> _What to produce_
Return every line of the listing that includes the string "below".

> _Data provided_
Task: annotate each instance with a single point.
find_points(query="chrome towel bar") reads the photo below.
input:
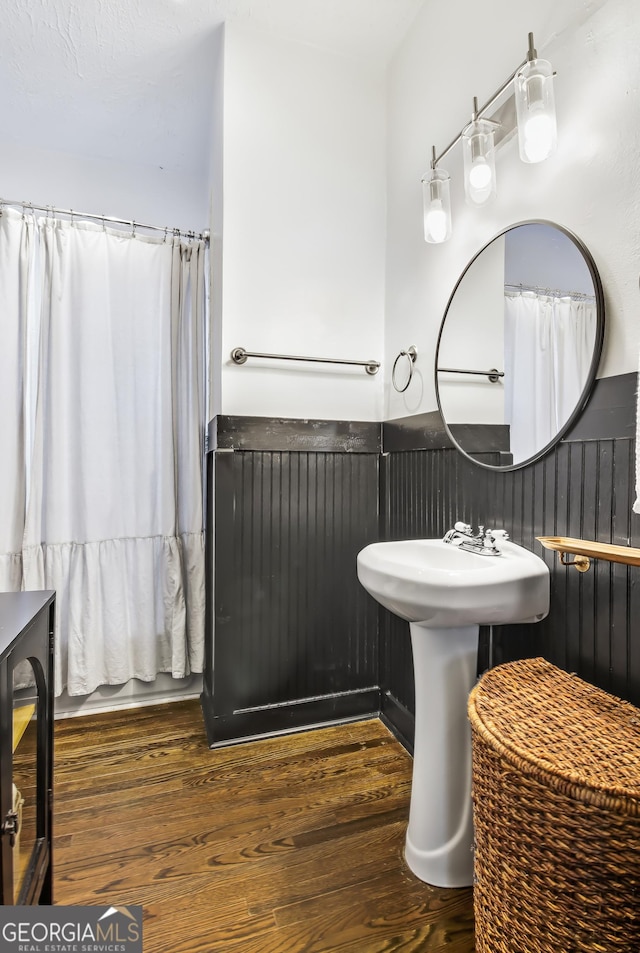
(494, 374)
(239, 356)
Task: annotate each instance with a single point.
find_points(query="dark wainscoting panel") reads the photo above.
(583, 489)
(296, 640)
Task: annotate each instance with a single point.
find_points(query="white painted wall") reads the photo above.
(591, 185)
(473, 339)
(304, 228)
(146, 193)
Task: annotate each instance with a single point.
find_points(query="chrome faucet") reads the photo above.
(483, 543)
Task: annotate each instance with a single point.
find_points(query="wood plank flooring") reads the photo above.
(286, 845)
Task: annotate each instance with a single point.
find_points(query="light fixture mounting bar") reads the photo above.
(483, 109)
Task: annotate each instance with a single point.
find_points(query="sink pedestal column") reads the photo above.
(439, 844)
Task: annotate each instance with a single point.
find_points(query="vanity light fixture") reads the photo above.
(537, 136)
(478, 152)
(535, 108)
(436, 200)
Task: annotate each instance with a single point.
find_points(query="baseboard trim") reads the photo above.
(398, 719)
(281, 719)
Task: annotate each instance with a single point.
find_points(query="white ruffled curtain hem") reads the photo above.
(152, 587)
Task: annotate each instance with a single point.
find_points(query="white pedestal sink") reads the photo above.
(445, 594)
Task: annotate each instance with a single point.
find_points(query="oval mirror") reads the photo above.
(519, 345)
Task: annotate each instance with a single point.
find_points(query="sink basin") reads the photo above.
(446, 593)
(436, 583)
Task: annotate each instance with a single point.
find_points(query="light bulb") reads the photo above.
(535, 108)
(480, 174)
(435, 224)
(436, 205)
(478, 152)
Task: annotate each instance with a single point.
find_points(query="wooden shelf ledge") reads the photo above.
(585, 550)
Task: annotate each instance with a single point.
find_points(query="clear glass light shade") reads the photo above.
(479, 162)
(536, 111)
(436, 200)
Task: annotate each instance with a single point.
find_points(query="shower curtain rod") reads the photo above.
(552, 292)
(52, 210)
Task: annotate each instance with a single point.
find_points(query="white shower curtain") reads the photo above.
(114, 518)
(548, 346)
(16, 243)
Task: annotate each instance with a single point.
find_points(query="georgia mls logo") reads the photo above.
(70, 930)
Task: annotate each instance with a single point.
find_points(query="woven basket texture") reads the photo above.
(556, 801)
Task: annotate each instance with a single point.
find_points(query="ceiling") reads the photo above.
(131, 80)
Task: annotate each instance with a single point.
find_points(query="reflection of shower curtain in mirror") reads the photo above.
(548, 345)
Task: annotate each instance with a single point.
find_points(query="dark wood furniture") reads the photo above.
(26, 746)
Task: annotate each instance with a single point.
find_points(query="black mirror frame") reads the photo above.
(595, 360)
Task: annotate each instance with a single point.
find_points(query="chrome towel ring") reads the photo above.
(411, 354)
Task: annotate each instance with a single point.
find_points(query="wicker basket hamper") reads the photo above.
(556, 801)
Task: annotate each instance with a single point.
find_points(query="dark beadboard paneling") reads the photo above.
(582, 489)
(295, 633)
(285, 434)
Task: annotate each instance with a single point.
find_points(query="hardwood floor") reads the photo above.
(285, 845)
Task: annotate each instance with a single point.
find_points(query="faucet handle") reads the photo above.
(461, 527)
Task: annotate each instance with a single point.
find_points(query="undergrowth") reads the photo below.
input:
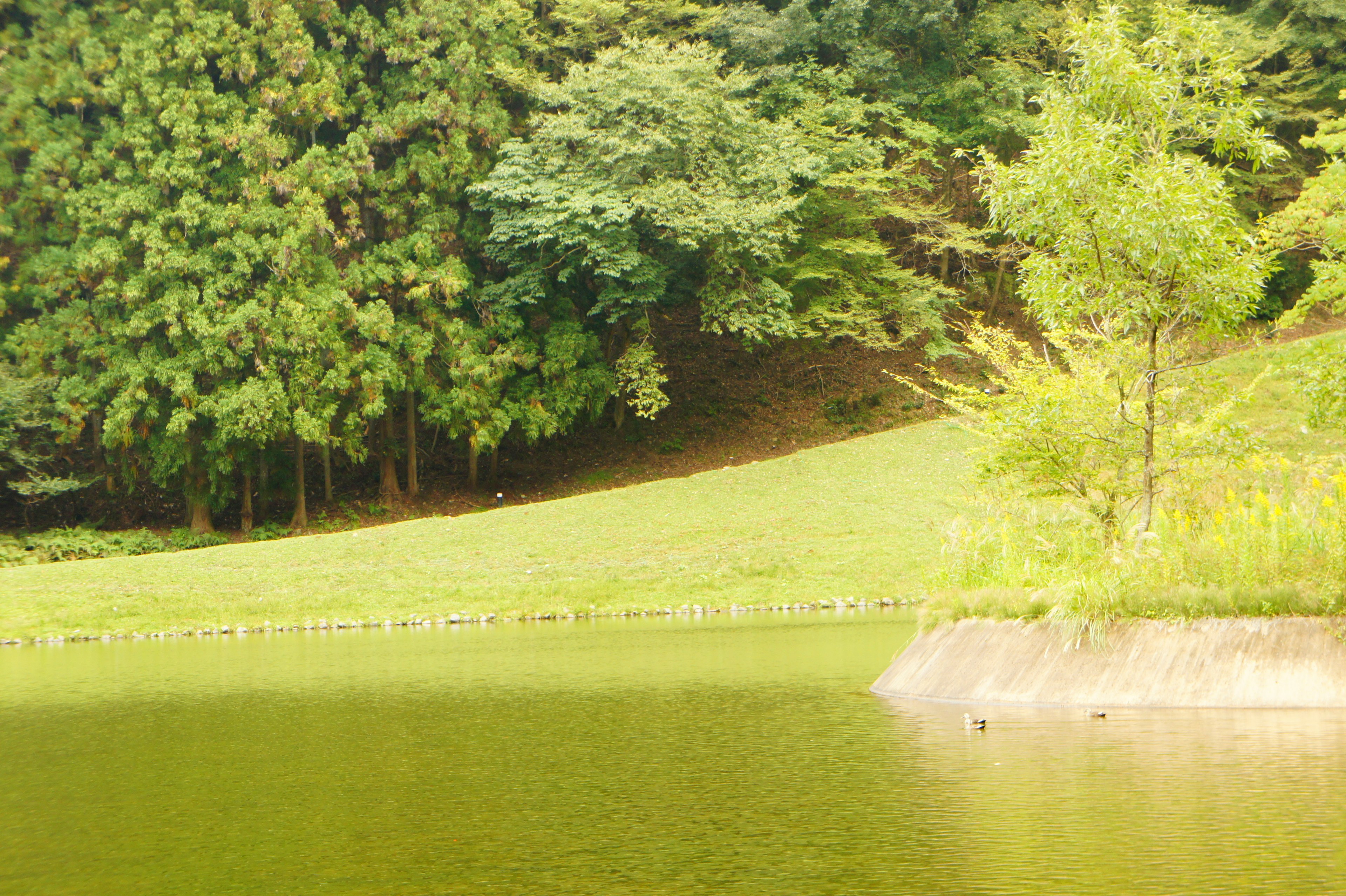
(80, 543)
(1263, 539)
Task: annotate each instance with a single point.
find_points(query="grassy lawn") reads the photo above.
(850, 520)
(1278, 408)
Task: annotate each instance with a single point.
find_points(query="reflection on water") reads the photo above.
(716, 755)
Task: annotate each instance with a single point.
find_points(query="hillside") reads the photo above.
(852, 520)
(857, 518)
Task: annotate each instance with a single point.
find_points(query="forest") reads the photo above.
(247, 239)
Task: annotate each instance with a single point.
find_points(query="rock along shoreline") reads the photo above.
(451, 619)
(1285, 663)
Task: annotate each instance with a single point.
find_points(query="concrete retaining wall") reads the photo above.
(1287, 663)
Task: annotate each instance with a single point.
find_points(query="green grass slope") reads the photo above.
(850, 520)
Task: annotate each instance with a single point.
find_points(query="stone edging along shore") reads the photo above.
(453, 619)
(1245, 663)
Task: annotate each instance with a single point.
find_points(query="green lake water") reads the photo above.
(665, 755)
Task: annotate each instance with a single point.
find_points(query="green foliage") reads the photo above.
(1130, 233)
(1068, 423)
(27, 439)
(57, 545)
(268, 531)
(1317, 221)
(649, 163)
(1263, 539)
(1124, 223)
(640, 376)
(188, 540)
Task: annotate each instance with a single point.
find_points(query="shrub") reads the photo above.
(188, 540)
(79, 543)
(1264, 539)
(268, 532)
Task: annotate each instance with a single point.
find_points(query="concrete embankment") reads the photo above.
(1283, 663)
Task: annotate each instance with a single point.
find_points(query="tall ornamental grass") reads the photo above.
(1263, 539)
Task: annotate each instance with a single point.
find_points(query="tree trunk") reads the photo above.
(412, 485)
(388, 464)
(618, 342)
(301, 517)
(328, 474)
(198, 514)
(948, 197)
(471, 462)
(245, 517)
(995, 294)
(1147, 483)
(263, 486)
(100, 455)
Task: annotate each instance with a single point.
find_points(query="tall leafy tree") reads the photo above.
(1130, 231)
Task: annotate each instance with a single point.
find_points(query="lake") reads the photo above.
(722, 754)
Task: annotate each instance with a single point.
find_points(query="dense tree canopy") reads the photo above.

...

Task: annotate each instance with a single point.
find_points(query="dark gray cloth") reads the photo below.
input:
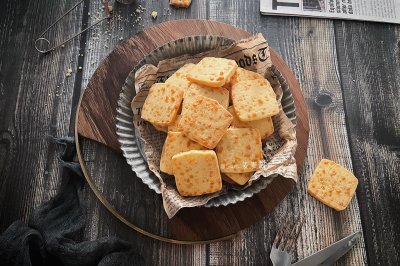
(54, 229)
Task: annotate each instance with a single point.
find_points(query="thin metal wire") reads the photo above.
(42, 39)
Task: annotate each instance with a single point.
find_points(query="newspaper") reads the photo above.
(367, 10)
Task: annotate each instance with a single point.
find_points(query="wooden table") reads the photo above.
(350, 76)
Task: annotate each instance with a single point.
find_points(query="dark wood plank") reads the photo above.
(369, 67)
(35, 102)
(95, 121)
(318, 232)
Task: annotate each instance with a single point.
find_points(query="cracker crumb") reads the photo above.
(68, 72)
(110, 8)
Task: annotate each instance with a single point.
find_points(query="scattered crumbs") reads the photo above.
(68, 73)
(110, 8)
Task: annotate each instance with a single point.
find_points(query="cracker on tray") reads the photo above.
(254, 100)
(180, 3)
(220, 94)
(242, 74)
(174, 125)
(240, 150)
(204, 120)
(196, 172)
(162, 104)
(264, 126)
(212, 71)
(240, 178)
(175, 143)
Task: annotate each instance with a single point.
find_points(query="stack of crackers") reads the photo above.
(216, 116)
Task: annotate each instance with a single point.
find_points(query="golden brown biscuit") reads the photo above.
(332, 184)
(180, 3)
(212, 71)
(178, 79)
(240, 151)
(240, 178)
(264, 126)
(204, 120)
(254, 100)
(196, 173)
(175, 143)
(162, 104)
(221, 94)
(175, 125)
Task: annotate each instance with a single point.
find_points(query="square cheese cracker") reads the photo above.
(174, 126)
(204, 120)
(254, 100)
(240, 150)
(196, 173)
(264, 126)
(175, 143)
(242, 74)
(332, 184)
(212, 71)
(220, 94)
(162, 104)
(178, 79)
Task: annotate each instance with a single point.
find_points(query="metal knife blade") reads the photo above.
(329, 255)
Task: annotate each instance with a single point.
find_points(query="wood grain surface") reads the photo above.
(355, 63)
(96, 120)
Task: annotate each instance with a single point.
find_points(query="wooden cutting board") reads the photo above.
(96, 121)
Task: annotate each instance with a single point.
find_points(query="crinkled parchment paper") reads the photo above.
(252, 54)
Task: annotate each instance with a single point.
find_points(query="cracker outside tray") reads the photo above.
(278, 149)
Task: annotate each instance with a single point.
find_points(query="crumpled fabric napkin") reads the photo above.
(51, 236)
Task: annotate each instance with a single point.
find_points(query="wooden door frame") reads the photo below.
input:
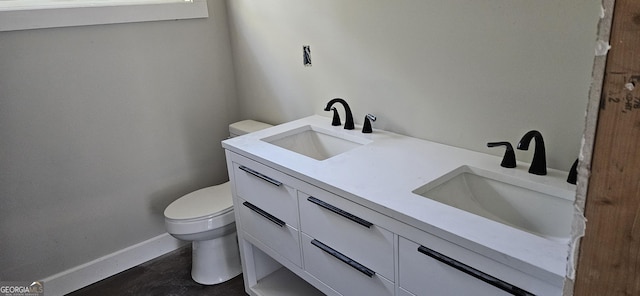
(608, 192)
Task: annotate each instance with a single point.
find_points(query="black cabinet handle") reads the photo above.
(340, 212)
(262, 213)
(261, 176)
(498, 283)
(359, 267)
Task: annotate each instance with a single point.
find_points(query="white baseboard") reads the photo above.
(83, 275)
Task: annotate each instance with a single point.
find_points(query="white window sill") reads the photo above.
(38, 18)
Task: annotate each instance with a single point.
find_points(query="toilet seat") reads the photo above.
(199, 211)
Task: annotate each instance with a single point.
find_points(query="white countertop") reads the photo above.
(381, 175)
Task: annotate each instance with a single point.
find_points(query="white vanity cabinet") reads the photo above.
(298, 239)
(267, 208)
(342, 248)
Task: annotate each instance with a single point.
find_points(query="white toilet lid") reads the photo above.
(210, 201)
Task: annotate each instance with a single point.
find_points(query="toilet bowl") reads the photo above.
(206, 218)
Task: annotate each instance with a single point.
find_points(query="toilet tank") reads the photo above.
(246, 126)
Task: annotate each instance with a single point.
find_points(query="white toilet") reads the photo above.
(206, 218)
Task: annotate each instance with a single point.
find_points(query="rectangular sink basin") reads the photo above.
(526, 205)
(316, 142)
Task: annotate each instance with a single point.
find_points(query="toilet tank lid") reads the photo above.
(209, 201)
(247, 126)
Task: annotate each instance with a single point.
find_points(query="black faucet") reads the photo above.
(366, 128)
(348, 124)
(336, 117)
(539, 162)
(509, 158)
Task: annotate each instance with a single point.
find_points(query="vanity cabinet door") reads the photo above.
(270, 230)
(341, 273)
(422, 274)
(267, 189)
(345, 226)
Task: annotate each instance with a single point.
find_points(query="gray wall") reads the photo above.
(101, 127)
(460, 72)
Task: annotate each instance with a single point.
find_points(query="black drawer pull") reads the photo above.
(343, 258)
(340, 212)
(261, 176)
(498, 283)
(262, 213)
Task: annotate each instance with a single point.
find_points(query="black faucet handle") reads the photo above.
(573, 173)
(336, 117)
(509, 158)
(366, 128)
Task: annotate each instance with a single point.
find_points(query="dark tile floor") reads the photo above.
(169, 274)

> _Solution_
find_points(query="chrome towel bar") reads the photo below.
find_points(query="undergrowth") reads the photo below.
find_points(query="dark gray cloth") reads the photo below.
find_points(query="wooden door frame") reads the photo below.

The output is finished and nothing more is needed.